### Required action 1:
In the review of 4th of July Picnic, in which town do the Independence Day celebrations take place?
### Required action 2:
Translate this sentence from the review of 4th of July Picnic into Spanish: "The town gears up for the celebrations but the editors of the two newspapers in town don’t agree on how or why the celebrations should be carried out."

Zebra, $5.99, ISBN 0-8217-7756-4
Historical Romance, 2004
Set in the late nineteenth century, 4th of July Picnic tells the stories of people falling in love during the Independence Day celebrations in Peace, Missouri. This is a very short anthology and therefore, the stories won’t make too much of an impact, as they are like those small bite-sized chocolate chip cookies people buy to shut up their kids during the long journeys across the country during the holidays. The stories won’t change any reader’s life but I really like Cheryl Bolen’s story.
But first, Pat Pritchard’s Peace of Mind. The town gears up for the celebrations but the editors of the two newspapers in town don’t agree on how or why the celebrations should be carried out. Malachi Jones of The Post and Maggie Jones of The Gazette. They will soon realize that they like each other more than they first realized when he won her picnic basket in the auction, but gosh, these two are annoying, especially when they are squabbling over ridiculous matters. Still, if they think that a quick moment of psychoanalyzing is all they need to put aside their childishness and find love, good luck to them. The agony aunts need some way to stay in business after all.

### Material shown:

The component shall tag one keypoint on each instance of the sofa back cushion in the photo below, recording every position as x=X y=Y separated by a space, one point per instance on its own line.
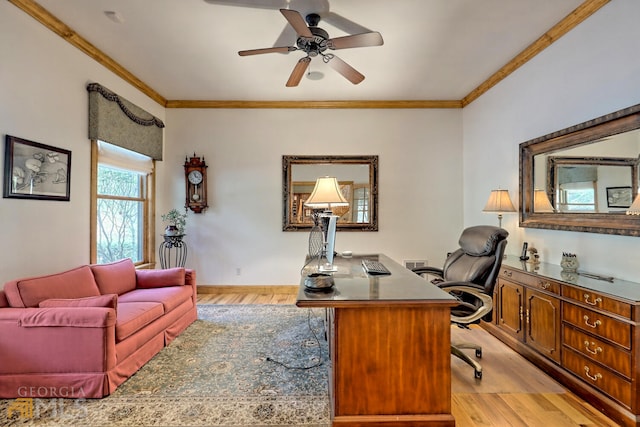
x=3 y=300
x=107 y=301
x=76 y=283
x=117 y=277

### Written reply 1:
Peace, Missouri

### Written reply 2:
El pueblo se prepara para las celebraciones, pero los editores de los dos periódicos del pueblo no se ponen de acuerdo sobre cómo o por qué deben llevarse a cabo las celebraciones.